[Extracted entries Boundary: Start]

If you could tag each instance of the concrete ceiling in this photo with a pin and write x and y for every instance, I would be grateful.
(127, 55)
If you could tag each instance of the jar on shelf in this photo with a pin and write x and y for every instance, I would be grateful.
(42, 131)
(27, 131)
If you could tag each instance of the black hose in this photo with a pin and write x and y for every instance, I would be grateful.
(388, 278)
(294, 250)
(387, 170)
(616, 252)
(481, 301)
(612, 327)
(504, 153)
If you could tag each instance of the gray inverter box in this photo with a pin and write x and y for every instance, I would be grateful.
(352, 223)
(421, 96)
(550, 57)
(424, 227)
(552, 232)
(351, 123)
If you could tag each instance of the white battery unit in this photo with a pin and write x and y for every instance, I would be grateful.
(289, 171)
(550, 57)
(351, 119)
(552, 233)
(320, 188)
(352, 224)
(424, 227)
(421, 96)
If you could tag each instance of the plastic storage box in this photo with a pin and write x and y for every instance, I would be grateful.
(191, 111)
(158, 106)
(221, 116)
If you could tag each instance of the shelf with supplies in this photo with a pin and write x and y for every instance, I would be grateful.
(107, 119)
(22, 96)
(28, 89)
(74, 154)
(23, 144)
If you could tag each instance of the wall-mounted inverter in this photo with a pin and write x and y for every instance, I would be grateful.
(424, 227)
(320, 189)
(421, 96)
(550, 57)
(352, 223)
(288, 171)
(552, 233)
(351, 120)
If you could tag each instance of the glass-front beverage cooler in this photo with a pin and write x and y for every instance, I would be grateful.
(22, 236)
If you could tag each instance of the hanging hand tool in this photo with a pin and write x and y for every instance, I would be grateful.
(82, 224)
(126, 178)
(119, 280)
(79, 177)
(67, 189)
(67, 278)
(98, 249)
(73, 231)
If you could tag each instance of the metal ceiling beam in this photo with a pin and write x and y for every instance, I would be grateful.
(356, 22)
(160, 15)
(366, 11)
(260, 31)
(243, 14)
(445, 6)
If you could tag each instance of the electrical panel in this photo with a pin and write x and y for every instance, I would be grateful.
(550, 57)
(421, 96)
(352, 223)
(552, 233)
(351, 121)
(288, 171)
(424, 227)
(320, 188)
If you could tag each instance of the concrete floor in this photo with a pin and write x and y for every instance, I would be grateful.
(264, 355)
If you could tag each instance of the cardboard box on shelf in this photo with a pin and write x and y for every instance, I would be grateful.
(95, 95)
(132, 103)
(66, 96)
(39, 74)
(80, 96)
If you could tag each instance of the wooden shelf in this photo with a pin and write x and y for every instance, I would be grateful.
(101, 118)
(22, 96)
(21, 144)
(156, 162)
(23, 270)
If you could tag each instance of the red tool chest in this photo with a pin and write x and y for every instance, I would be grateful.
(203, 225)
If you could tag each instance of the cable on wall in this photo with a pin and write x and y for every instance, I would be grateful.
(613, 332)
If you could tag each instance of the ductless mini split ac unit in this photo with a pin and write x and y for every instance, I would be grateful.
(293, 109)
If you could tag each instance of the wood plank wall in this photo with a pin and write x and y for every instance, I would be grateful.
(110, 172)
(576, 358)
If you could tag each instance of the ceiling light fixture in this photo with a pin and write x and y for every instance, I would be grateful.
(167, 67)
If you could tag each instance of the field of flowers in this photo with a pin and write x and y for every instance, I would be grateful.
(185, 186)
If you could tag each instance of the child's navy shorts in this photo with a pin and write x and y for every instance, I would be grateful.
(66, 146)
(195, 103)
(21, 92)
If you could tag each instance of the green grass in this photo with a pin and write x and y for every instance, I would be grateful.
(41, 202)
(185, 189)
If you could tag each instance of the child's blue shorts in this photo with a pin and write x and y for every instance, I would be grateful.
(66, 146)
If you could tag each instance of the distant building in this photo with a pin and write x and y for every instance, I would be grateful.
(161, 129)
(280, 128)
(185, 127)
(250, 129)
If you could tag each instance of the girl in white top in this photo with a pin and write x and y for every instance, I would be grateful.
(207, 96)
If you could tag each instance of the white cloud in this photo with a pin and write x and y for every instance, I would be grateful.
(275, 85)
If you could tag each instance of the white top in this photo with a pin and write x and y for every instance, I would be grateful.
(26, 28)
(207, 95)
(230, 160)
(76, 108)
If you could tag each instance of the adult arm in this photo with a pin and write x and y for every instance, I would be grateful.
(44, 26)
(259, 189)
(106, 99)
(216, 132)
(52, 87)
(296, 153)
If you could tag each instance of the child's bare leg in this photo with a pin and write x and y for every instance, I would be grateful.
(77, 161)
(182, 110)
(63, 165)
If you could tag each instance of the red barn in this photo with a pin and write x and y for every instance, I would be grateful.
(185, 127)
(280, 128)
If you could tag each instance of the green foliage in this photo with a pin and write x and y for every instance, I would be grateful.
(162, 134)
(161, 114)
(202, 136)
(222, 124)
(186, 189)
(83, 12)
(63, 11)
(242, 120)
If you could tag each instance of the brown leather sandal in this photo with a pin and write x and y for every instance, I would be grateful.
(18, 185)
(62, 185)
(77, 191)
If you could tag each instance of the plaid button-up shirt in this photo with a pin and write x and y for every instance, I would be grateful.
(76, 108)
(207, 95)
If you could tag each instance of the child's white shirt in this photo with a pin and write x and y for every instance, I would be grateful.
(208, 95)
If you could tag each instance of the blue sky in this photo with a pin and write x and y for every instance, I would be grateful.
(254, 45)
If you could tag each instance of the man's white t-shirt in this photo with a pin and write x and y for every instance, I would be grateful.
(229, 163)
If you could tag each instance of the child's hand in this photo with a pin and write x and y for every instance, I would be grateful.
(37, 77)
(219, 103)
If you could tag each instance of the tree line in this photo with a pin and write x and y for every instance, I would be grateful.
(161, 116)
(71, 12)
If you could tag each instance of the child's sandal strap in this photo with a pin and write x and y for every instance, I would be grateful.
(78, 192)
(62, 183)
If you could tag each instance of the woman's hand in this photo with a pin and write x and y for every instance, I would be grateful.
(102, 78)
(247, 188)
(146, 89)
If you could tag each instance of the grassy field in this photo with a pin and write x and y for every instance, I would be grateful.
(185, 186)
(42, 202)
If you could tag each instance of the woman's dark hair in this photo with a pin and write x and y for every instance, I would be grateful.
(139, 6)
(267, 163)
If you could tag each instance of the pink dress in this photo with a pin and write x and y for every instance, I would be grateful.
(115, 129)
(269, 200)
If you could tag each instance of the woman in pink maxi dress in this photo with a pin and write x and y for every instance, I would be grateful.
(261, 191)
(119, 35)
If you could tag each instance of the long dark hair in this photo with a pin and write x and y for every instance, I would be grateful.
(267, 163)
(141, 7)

[Extracted entries Boundary: End]

Assignment
Give the entries again, every one of them exactly.

Answer section
If you could tag each instance of the concrete ceiling in this photo with a pin and write x and y for every instance, I would be grateful.
(127, 55)
If you could tag each instance of the jar on shelf in this photo with a pin and write x and y for every instance, I would be grateful.
(42, 131)
(27, 131)
If you could tag each instance of the black hose in this photo with a pin and write x and y for every instance, I would be grateful.
(388, 278)
(294, 250)
(387, 170)
(616, 252)
(481, 301)
(612, 327)
(504, 153)
If you could tag each instance of the gray inverter box in this photo with a pin and write x and y for every instance, I would be grateful.
(352, 223)
(421, 96)
(550, 57)
(424, 227)
(552, 232)
(351, 123)
If you could tag each instance of the white battery unit in this photo with a pin and write x and y for every instance, I would be grateful.
(289, 171)
(550, 57)
(351, 119)
(552, 233)
(320, 188)
(352, 224)
(424, 227)
(421, 96)
If you could tag each instance of the plastic storage box in this photo with a pin and write x and y for every instance, I would be grateful.
(191, 111)
(158, 106)
(221, 116)
If you could tag each instance of the shelf with supplies in this photo with a pin and write x and y for every instance, I would be grateful.
(107, 119)
(22, 96)
(28, 89)
(74, 154)
(23, 144)
If you could tag each instance of the wall-mounted inverter in this photo with a pin and write x and y for every instance, I would be grateful.
(424, 227)
(320, 189)
(421, 96)
(550, 57)
(352, 223)
(288, 171)
(552, 233)
(351, 120)
If you could tag each instance of the glass-front beverage cooler in this photo with a pin and write x and y for every instance, I would be grateful.
(22, 236)
If you could tag each instance of the hanging hand tool in this photo with a pin and write x and y for every instance, I would be grateful.
(82, 224)
(126, 178)
(119, 280)
(79, 177)
(67, 189)
(67, 278)
(98, 249)
(73, 231)
If you could tag each instance of the metal ceiling beam in this photo with a pin and write x and y for every instance, I would be grateful.
(356, 22)
(160, 15)
(366, 11)
(260, 31)
(243, 14)
(445, 6)
If you could tag each instance of the electrical panel in this photo with a pin and write x and y for every instance, I would be grateful.
(550, 57)
(421, 96)
(352, 223)
(552, 233)
(351, 121)
(288, 171)
(424, 227)
(320, 188)
If you could tag each instance of the concrete floor in this photo with a pin and write x and y for every instance, I would be grateful.
(264, 355)
If you could tag each instance of the cardboard box on shelf in this photo with a pin and write x and y for every instance, I would be grateful.
(95, 95)
(132, 103)
(66, 96)
(39, 74)
(80, 96)
If you could tag each instance of the wooden shelf in this photo with a pin and write x and y for every instance, I would be grateful.
(101, 118)
(22, 96)
(21, 144)
(156, 162)
(23, 270)
If you could tag each instance of the red tool chest in this photo with a pin and write x and y for every instance, I would be grateful.
(203, 225)
If you could tag each instance of the cable on wall in this photo with a pin and write x and y for every instance, I would be grateful.
(613, 332)
If you could tag each instance of the ductless mini split ac unit in this photo with a pin and write x and y for every instance, I would be grateful.
(293, 109)
If you could tag each instance of the wood plank wall in this photo with a pin and write x and y for every instance, I would be grateful.
(110, 172)
(576, 358)
If you could tag each instance of the ceiling light fixture in this photo with a pin and write x and y for every instance, I would be grateful.
(167, 67)
If you could tag each instance of the field of flowers in this photo with a pin and write x and y for every instance, I would be grateful.
(185, 186)
If you could tag each instance of the child's navy shorts in this photo with a pin and write x and y for every instance, I would be grateful.
(66, 146)
(195, 103)
(21, 92)
If you could tag each instance of the green grass in this photo with a pin and write x and y for every instance, I would be grateful.
(41, 202)
(185, 189)
If you could tag each instance of the child's blue shorts in this photo with a pin and write x and y for every instance, I would be grateful.
(66, 146)
If you could tag each instance of the distant building in this photo with a pin and write x and y for every instance, I would be grateful.
(161, 129)
(280, 128)
(185, 127)
(250, 129)
If you could tag each instance of the girl in white top in this photo with a pin and write x and y for every instance, I would be grateful.
(207, 96)
If you could tag each instance of the white cloud in this photo with a pin and write x and y for every instance, I would be grateful.
(275, 85)
If you could tag each instance of the white top in this photo with a pin and write x and y for every instance, I would be grateful.
(26, 28)
(207, 95)
(230, 160)
(76, 108)
If you could tag each instance of the adult arm in this photo with a pin and write x and y for every instance, I would be grateful.
(44, 26)
(259, 189)
(106, 99)
(216, 132)
(52, 87)
(296, 153)
If you could tag each instance of the child's bare leg in this photo with a pin and write x and y for every instance, I would be grateful.
(77, 161)
(182, 110)
(63, 165)
If you could tag each instance of the red barn in this photo with a pin and write x and y for every instance, I would be grateful.
(185, 127)
(280, 128)
If you could tag each instance of the green foliage in this photo with a pin and write x and y for every instance, I would be grateful.
(162, 134)
(161, 114)
(202, 136)
(222, 124)
(186, 189)
(83, 12)
(63, 11)
(242, 120)
If you could tag each instance of the brown leather sandal in this photo with a pin and write x and y for every instance, I would be grateful.
(18, 185)
(62, 185)
(77, 191)
If you could tag each instance of the plaid button-up shirt in this photo with a pin and write x and y for every instance, I would be grateful.
(76, 108)
(207, 95)
If you could tag each instance of the child's white shirt in this photo with a pin and write x and y for every instance, I would be grateful.
(208, 95)
If you could tag each instance of the blue sky in this photo with a pin and write x and y for every instance, I would be grateful.
(254, 45)
If you could tag each instance of the man's white t-shirt in this photo with a pin and write x and y for every instance, I would be grateful.
(229, 163)
If you could tag each instance of the child's hand in this photo with a pin and write x and y for every instance, I would be grateful.
(37, 77)
(219, 103)
If you could tag each instance of the tree line in this photo with a pin and write x and y for every instance, I would be grateful.
(161, 116)
(71, 12)
If you could tag each instance of the child's sandal strap in this photo with a pin and write x and y for every instance, I would be grateful.
(78, 192)
(62, 183)
If you could tag each instance of the woman's hand in this photo with a pin and write x and y for every instance, I would be grateful.
(102, 78)
(247, 188)
(146, 89)
If you could tag each instance of the grassy field in this photo with a pin and write x and y for every instance, I would be grateful.
(185, 186)
(42, 202)
If you could tag each instance of the woman's dark hair in this photo with a pin and write x and y for every instance, I would be grateful.
(139, 6)
(267, 163)
If you could tag each instance of the pink dress in this photo with a pin and write x and y for every instance, I would be grateful.
(115, 129)
(269, 200)
If you could tag each instance of the woman in pink maxi dress in this photo with a pin and write x and y for every instance, I would be grateful.
(261, 191)
(119, 35)
If you could tag each instance of the long dark hair in this photo with a pin and write x and y for every instance, I would be grateful.
(267, 163)
(141, 7)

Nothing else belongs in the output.